Please work out how many lines of this material include "target", and answer with that number by itself.

-- Data provided --
★ ★ ★ ★ ★
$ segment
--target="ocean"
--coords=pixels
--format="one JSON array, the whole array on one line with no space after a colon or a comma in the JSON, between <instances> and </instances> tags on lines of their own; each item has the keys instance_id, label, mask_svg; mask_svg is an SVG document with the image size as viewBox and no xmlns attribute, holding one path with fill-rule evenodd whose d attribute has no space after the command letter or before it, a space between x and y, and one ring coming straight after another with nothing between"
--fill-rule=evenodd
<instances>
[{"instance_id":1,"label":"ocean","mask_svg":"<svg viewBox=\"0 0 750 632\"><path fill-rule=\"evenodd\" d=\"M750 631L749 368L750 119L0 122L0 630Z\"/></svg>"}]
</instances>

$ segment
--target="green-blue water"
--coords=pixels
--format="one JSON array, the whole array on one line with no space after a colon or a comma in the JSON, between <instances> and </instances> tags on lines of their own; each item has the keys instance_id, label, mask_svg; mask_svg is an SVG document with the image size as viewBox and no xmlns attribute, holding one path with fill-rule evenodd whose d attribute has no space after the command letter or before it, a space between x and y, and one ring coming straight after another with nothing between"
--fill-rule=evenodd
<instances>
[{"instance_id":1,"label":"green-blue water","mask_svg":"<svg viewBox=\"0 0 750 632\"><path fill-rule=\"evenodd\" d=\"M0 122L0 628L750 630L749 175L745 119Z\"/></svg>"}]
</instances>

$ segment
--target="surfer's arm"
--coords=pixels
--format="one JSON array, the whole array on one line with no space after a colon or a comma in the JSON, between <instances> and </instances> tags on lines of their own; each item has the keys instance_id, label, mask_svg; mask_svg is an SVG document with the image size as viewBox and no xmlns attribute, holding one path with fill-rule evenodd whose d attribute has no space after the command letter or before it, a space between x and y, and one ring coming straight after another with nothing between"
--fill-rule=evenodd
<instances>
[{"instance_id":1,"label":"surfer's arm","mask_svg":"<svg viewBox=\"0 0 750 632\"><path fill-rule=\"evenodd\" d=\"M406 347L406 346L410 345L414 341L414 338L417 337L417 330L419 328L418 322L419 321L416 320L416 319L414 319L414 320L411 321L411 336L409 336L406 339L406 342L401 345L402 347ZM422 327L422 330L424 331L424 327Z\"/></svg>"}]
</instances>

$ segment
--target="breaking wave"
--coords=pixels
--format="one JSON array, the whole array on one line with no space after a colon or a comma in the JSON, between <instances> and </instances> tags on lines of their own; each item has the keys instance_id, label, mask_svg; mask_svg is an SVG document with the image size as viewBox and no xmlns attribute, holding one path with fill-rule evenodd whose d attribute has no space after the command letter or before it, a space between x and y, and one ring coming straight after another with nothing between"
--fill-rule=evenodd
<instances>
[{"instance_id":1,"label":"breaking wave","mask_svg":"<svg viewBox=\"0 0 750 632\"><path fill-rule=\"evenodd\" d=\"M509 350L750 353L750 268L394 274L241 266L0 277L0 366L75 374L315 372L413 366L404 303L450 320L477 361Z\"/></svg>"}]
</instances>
★ ★ ★ ★ ★
-- Response area --
4